### DATASET ENTRIES
+++

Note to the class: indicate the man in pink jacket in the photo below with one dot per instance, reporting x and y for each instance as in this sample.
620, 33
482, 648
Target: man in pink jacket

+++

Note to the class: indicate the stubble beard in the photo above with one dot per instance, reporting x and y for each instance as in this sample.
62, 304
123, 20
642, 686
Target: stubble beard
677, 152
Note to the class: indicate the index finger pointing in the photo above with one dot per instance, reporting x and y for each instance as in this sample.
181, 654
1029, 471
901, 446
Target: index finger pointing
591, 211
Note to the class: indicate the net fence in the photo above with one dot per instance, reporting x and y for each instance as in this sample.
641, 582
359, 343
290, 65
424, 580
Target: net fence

+++

Reproduce, unchanged, the rows from the one containing "Note to the class: indicate the stubble" through the one containing "Target: net fence", including both of those rows.

Note to the class: indicate the stubble beard in the photo above with one dot per instance, reporting x and y for each instance as in this sample.
62, 304
123, 20
642, 686
Target: stubble beard
677, 152
Note to the class: indicate the index finger pointing in the photo above with one dot per instance, reporting x and y for each instance as in this sample.
181, 654
1029, 471
901, 446
Target: index finger pointing
591, 211
Note to the class: indicate the net fence in the photo above with one dot per instance, reporting x and y for each instance as in this sample.
641, 582
359, 343
290, 65
424, 580
Target: net fence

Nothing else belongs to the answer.